## START

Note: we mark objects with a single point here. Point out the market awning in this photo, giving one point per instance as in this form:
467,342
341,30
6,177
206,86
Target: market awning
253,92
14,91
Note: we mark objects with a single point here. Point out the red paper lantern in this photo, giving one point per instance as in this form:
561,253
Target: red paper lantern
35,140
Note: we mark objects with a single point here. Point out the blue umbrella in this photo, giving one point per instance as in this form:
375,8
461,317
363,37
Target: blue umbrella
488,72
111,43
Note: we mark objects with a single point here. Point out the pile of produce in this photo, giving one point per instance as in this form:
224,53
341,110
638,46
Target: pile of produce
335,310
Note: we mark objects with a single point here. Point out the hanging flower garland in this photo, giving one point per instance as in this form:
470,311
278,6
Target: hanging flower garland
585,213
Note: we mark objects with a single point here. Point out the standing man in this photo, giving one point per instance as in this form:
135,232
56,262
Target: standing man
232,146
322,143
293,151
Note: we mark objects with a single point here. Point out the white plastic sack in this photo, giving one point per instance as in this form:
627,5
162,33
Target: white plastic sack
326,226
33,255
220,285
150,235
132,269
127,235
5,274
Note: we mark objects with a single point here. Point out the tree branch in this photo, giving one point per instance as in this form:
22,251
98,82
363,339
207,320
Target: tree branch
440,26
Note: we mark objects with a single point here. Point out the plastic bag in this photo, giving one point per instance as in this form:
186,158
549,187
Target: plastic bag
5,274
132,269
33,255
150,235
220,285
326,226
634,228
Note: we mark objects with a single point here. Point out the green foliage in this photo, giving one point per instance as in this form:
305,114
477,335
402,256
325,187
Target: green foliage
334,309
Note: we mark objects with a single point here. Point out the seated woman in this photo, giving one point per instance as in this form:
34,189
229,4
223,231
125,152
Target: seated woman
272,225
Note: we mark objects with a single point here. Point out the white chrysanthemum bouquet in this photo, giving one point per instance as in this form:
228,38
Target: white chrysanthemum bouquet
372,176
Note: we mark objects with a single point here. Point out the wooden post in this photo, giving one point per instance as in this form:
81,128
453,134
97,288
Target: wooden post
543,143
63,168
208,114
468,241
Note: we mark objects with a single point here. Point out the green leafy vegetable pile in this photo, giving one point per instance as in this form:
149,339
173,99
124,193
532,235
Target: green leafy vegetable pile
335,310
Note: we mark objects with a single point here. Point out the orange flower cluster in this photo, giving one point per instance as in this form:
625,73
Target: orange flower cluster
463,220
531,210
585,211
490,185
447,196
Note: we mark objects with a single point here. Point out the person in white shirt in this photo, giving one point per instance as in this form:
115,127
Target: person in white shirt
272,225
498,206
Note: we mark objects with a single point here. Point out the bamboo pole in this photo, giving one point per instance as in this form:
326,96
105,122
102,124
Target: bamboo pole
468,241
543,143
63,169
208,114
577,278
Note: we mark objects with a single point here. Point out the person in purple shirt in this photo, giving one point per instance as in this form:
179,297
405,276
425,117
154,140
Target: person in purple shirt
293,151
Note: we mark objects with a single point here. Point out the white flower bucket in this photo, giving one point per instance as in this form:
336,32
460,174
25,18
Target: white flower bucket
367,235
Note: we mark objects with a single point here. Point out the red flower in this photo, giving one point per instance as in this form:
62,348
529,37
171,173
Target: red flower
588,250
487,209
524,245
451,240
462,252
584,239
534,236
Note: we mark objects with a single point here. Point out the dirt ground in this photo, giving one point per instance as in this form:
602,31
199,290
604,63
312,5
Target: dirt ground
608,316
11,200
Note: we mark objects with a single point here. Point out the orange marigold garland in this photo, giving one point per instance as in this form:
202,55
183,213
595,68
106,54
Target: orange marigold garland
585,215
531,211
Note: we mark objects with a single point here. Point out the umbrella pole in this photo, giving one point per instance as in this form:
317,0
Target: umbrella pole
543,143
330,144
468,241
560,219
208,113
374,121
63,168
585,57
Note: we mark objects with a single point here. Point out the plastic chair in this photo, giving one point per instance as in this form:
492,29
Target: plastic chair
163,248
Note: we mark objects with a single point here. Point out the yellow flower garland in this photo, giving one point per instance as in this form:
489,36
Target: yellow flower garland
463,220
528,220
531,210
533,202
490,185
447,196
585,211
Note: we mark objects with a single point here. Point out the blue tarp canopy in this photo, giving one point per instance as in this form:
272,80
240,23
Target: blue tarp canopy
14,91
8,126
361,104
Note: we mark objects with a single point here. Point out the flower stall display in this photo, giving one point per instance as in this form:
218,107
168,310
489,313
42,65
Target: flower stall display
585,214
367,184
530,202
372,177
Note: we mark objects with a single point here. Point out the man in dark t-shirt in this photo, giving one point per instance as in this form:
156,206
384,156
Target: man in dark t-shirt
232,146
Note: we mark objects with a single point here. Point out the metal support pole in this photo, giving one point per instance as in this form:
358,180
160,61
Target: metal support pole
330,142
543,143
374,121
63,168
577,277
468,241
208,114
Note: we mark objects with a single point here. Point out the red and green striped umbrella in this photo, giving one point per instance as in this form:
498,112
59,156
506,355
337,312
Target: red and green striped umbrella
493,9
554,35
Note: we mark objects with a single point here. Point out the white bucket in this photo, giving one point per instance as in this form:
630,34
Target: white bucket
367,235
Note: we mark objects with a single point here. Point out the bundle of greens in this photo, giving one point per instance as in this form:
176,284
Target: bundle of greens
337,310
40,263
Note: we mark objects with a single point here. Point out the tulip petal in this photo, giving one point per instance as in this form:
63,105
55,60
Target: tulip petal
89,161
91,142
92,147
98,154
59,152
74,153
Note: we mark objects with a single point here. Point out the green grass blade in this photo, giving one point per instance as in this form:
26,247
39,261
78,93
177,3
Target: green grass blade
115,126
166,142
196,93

## END

Write out each line of the data above again, exactly as given.

Note: we mark objects with a single point here. Point out the market awning in this photo, giving one point per instance as in this form:
467,342
341,30
6,177
206,86
Target: market awning
253,92
14,91
Note: we mark objects with a single point here. Point out the red paper lantern in this photo, giving one point per instance as in this form:
561,253
Target: red paper lantern
35,140
Note: we mark objects with a single point here. Point out the blue umbrella in this photo, giving one point per instance as in this form:
375,8
461,317
363,37
Target: blue umbrella
488,72
111,43
Note: we mark objects with a single point here. Point out the pile of produce in this photo, giving one point per instance as in this form:
224,53
341,110
638,46
Target: pile of produce
335,310
Note: we mark objects with a single point here. Point out the hanging flower garland in this photo, giving one point per instance as in this form:
470,311
278,6
Target: hanging flower garland
585,213
Note: we mark objects with a single point here. Point out the standing man in this photo, giving one point per instance as in this form:
135,232
56,262
Target: standing man
232,146
322,143
293,151
Note: we mark objects with a single point here. Point out the white plastic sack in this photo, giving one point per instance as in this form:
627,5
162,33
Target: white plastic sack
326,226
33,255
220,285
150,235
132,269
127,235
5,274
Note: we mark objects with a single point here. Point out the tree branch in this photo, giving one point per instance as in this form:
22,251
98,82
363,339
207,320
Target: tree branch
440,26
Note: we mark objects with a single point here. Point out the plastic bag in this photo, giving one point per instance as in this form:
186,158
549,187
Target: plastic bag
5,274
132,269
33,255
150,235
220,285
326,226
634,228
Note: we mark objects with a single point here. Point out the green foliage in this photo, giving one point per instance as in this form:
305,114
477,335
402,256
325,187
Target: green foliage
334,309
Note: we mark objects with a single point here. Point out the seated woman in this photo, giving one point per instance as in this form:
34,189
229,4
223,231
125,152
Target: seated woman
272,225
Note: we mark objects with a single point here. Point out the white chrysanthemum bouquet in this photo, giving one point per instance as in this form:
228,38
Target: white chrysanthemum bouquet
372,176
Note: we mark objects with a single point here. Point out the wooden post in this photo, giving one point per instance as in this form:
81,128
453,134
97,288
Target: wooden post
543,143
63,168
208,114
468,241
Note: we mark objects with a single point here. Point out the green leafy vegetable pile in this photo, giving one point per instance as in this form:
149,339
173,99
124,193
532,235
Target: green leafy vegetable pile
335,310
Note: we mark objects with a single point here. Point out the orange flower cluster in this photo, giving one point per instance as in this form:
625,73
Target: orange flower cluster
463,220
531,210
585,211
490,185
447,196
Note: we mark objects with a single point here. Point out the person in white shirt in this photo, giving one point per instance as in this form:
115,127
Target: person in white shirt
272,225
498,206
Note: we mark objects with a single point here. Point out the bamboo pole in this photo, giving one point per instance as in this form:
326,96
105,122
102,124
Target: bamboo pole
468,241
543,143
63,169
208,114
577,278
Note: we mark objects with a single point here. Point out the person in purple shirt in this photo, giving one point per instance as in this form:
179,297
405,276
425,117
154,140
Target: person in purple shirt
293,151
Note: we mark objects with a single point here. Point out the white flower bucket in this photo, giving one point per instance as in this form:
336,32
460,174
25,18
Target: white flower bucket
367,235
Note: we mark objects with a single point here. Point out the red flower in this photo, giving one point per instance as in this form:
62,348
529,37
171,173
Target: red flower
588,250
487,209
524,245
451,240
462,252
584,239
534,236
Note: we mark objects with a single point here. Point out the dirt ground in this photo, giving one point per instance as in this form:
602,31
199,290
604,63
312,5
Target: dirt ground
608,316
11,200
Note: we mark objects with a single point here. Point out the orange marigold garland in this photo, giving one point per instance as in this form:
202,55
183,213
595,68
106,54
Target: orange marigold garland
585,215
531,211
Note: we mark objects with a single point here. Point out the umbrella pole in this photo, giving one point per instance as in this form:
317,0
Target: umbrella pole
543,143
330,144
468,241
560,219
208,113
374,121
63,168
585,57
Note: we mark objects with a single point here. Point out the plastic chair in this photo, giving one point per instance as in this form:
492,29
Target: plastic chair
163,248
Note: we mark objects with a single point here. Point out the yellow flower garland in this photo, giving one point per instance as in this form:
489,36
Target: yellow flower garland
463,220
528,220
531,210
533,202
490,185
447,196
585,211
Note: we mark objects with a single point here. Point out the blue tarp canopy in this photo, giving one point per instance as in this form:
272,80
240,23
Target: blue tarp canopy
14,91
8,126
361,104
Note: we mark objects with a single point here. Point out the flower stall display in this photo, giving one point per instance as in this form:
218,107
168,310
489,313
42,65
Target: flower stall display
585,214
367,184
530,202
372,177
Note: we mark objects with a single point here. Point out the man in dark t-shirt in this photo, giving one point per instance as in this form:
156,206
384,156
Target: man in dark t-shirt
232,146
Note: we mark objects with a single point here. Point out the metal support pole in this photo, giving one point per instance as in this form:
358,180
160,61
Target: metal support pole
330,142
543,143
374,121
63,168
577,277
468,241
208,114
Note: we mark objects with a single point here. Point out the red and green striped umbrella in this photo, giving one point per instance as in this form:
498,112
59,156
506,355
337,312
Target: red and green striped umbrella
493,9
554,35
Note: we mark objects with a single point here. Point out the white bucket in this photo, giving one point per instance as in this form:
630,34
Target: white bucket
367,235
Note: we mark objects with a single point here. Point out the bundle of greens in this photo, giving one point per instance as in this form:
176,284
Target: bundle of greens
337,310
40,263
Note: we mark objects with a single point here. Point out the tulip petal in this photo, giving one point per instance as in this form:
63,105
55,60
Target: tulip petal
89,161
91,142
92,147
98,154
59,152
74,153
Note: we mark objects with a single point here. Point out the green grass blade in this photo, giving one point per instance as in this form:
26,247
39,261
78,93
177,3
Target: green grass blade
115,126
166,142
196,93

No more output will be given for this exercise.